**TEILE DER ÜBUNG**
A) Prüfen Sie, ob die Aussagen (i) bis (iii) mit dem Textauszug zu Kirche und Theater übereinstimmen: (i) Thomas Sternberg leitet das Franz Hitze Haus in Münster. (ii) Ende des 19. Jahrhunderts wurde das Laienspiel in katholischen Vereinen und Verbänden gepflegt. (iii) Hermann Volk war bei der Gründung der Theatergemeinde in Münster bereits Bischof von Mainz. Antworten Sie jeweils mit Ja oder Nein und zitieren Sie die entscheidenden Worte des Textauszugs wörtlich.
B) Übertragen Sie aus dem Textauszug zu Kirche und Theater den Abschnitt von „Von Anfang an“ bis „Akzente gesetzt worden.“ Wort für Wort.
C) Schreiben Sie den Textauszug zu Kirche und Theater im Anschluss an seinen letzten Satz weiter.

**TEXTAUSZUG**
__________

Von Anfang an wurde aber auch auf die vielen Zwischentöne in den Disharmonien zwischen beiden Gesprächspartnern in den vergangenen zwei Jahrtausenden aufmerksam gemacht. Faktisch habe die kirchliche Tradition der mittelalterlichen Krippen-, Passions- und Osterspiele dem Theater eine noch längere Durststrecke zwischen der Antike und der Neuzeit erspart, so Thomas Sternberg, Direktor des Franz Hitze Hauses in Münster und kulturpolitischer Sprecher des ZdK. Danach seien im Verhältnis von Kirche und Theater während der Reformation durch das Jesuitentheater der Gegenreformation und dann in der Aufklärung mehrfach gegenläufige Akzente gesetzt worden.

Am Ende des 19. Jahrhunderts wiederum habe es gerade innerhalb des Katholizismus eine bedeutende Theaterbewegung gegeben, sei das Laienspiel in vielen der Bildungsbewegung verpflichteten katholischen Vereinen und Verbänden gepflegt worden. Und nicht zuletzt nach dem Zweiten Weltkrieg habe man sich in den fünfziger Jahren in katholischen Theatergemeinden engagiert, weil man sich vom Theater nach der Zeit des Nationalsozialismus eine entscheidende geistige Orientierung erhoffte. Zu den Gründern einer solchen Vereinigung in Münster habe etwa der damalige Theologieprofessor und spätere Bischof von Mainz, Kardinal Hermann Volk gehört.

__________

**ANGEZEIGTE AUFLISTUNG**

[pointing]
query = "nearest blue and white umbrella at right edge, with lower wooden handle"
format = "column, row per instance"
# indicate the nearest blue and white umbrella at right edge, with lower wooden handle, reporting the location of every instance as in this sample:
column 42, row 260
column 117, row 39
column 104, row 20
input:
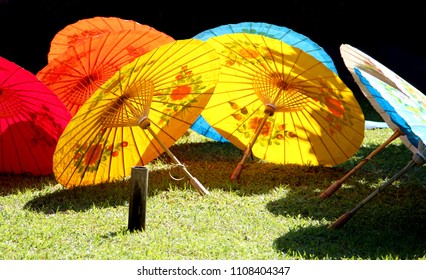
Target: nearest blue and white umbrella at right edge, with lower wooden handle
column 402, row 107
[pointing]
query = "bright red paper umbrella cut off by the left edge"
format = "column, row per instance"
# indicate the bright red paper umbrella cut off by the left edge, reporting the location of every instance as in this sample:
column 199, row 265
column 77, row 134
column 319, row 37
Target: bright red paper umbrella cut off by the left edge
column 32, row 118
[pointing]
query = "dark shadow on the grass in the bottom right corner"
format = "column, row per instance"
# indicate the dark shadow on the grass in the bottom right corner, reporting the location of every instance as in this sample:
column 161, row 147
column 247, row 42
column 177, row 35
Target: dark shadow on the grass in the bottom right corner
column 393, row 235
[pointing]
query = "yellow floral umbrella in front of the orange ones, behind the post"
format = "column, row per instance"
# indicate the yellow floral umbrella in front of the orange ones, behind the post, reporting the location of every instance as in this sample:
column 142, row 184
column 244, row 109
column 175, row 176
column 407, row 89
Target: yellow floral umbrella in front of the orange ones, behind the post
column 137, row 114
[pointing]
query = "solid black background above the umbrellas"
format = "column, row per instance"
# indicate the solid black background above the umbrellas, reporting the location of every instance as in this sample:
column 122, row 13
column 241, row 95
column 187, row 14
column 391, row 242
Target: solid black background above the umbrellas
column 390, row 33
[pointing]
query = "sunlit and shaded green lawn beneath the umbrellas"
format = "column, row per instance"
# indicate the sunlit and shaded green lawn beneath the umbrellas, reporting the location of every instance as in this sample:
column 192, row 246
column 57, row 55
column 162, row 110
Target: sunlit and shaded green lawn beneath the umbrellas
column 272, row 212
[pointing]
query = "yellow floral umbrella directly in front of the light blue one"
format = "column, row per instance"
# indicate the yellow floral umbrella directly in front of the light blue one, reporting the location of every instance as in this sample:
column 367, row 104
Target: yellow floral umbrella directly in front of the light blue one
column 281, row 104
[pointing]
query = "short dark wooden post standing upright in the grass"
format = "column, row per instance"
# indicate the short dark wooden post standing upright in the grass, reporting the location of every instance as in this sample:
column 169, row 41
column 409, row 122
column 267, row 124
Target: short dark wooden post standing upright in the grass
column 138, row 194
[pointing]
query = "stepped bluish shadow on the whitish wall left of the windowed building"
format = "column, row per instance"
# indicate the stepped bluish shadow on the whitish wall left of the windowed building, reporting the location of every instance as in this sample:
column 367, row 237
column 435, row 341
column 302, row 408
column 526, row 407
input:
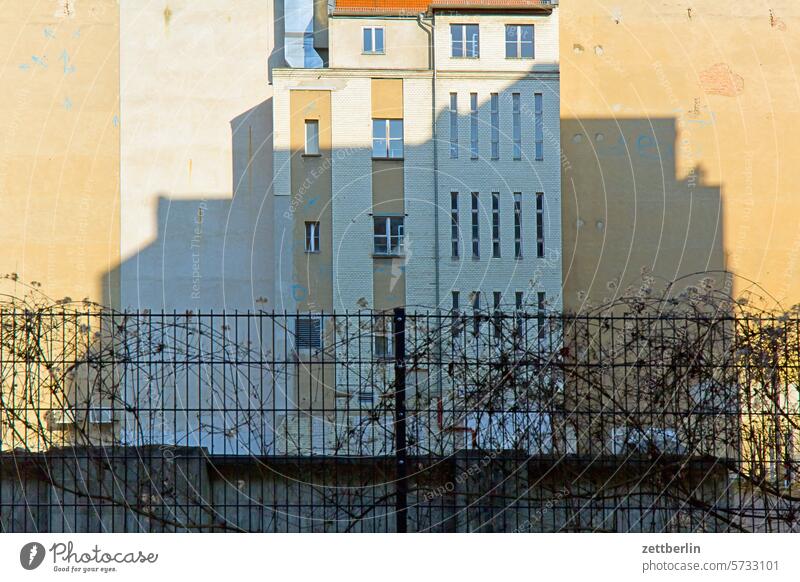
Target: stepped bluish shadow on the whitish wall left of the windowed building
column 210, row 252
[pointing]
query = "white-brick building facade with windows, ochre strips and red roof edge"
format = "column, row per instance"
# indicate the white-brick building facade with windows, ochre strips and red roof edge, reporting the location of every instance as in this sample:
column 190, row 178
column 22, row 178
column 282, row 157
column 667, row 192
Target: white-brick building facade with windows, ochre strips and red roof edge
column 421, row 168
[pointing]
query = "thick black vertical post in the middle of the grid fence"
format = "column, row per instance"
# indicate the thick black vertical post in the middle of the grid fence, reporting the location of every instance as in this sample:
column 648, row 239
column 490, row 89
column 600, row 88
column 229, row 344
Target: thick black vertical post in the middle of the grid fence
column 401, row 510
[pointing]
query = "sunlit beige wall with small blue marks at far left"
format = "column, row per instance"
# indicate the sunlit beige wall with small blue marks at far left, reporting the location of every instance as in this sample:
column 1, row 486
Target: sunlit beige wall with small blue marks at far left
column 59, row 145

__________

**ERGEBNISSE**
A)
(i) Ja: „Thomas Sternberg, Direktor des Franz Hitze Hauses in Münster“
(ii) Ja: „sei das Laienspiel in vielen der Bildungsbewegung verpflichteten katholischen Vereinen und Verbänden gepflegt worden“
(iii) Nein: „der damalige Theologieprofessor und spätere Bischof von Mainz“

B)
Von Anfang an wurde aber auch auf die vielen Zwischentöne in den Disharmonien zwischen beiden Gesprächspartnern in den vergangenen zwei Jahrtausenden aufmerksam gemacht. Faktisch habe die kirchliche Tradition der mittelalterlichen Krippen-, Passions- und Osterspiele dem Theater eine noch längere Durststrecke zwischen der Antike und der Neuzeit erspart, so Thomas Sternberg, Direktor des Franz Hitze Hauses in Münster und kulturpolitischer Sprecher des ZdK. Danach seien im Verhältnis von Kirche und Theater während der Reformation durch das Jesuitentheater der Gegenreformation und dann in der Aufklärung mehrfach gegenläufige Akzente gesetzt worden.

C)
Zentral für die Werkstattgespräche ist jeweils die konkrete Auseinandersetzung mit Kunst. So nahm dieses Mal etwa das Autorenpaar Tankred Dorst und Ursula Ehler-Dorst, die beide 2008 den Kunst- und Kulturpreis der Katholiken verliehen bekommen hatten (vgl. HK, Dezember 2008, 599 f.), an dem Treffen teil. Tagungsdramaturgisch geschickt wurde am Ende die Inszenierung des Bayerischen Staatsschauspiels von Dorsts Stück "Ich, Feuerbach" (1986; Regie: Veit Güssow) aufgeführt, nachdem die Vorträge und Diskussionen bereits mehrfach durch Proben im Tagungsraum unterbrochen wurden. In dem Stück mit religiösen Tiefenschichten geht es um einen Theaterschauspieler, der sich nach einer jahrelangen Pause wieder um ein Engagement bemüht. Der Intendant lässt ihn jedoch beim verabredeten Termin bis zuletzt warten, so dass jener dem Regieassistenten, unterbrochen von nervenden Bühnenarbeitern, seine Lebens- und schließlich auch seine Leidensgeschichte auf und hinter der Bühne erzählt. Fast wie ein Gott sei der Intendant, heißt es in Verstärkung der Anspielungen auf "Warten auf Godot" von Samuel Beckett.

An einem Abend trug die Film- und Theaterschauspielerin Hanna Schygulla im Kreuzgang der Abtei weite Teile von "Marieluise" vor, einem autobiographischen Monolog der Bertolt-Brecht-Schülerin Marieluise Fleißer, der von Kerstin Specht für die Bühne geschrieben wurde.


Umgekehrt profitierten nicht nur die Theaterleute vom genius loci. So konnte man während der Tagung den aus dem Jahr 2004 stammende Kinofilm von Douglas Wolfsperger über die Weingartener Tradition des Blutritts, an dem jeweils rund 3000 Reiter teilnehmen, sehen. Vor allem aber wurden die Teilnehmer in der barocken Basilika mit dem dramatischen Potenzial der katholischen Liturgie vertraut gemacht. Jeweils gegen Abend wurden eine Vigil, eine Vesper und ein Pontifikalamt gefeiert, in der neben der kirchenmusikalischen Gestaltung eine Reihe weiterer künstlerischer Akzente gesetzt wurden. So gab es Rezitationen und liturgischen Tanz, aber auch die Aufführung des "Weingartner Osterspiels" aus dem Jahre 1200, das den Besuch der drei Frauen am Grabe historisch korrekt mit männlichen Chorsängern in stilisierten weiblichen Gewändern in Szene setzt - begleitet von den Gesängen des "Weingartner Heilig-Blut-Officiums", die die Choralschola des Musikwissenschaftlichen Instituts der Universität Tübingen vorgetragen hat. Und im Gottesdienst am Kirchweihtag mit dem Rottenburger Bischof Gebhard Fürst flutete die Abendsonne, wie vom Architekten geplant, den Chorraum.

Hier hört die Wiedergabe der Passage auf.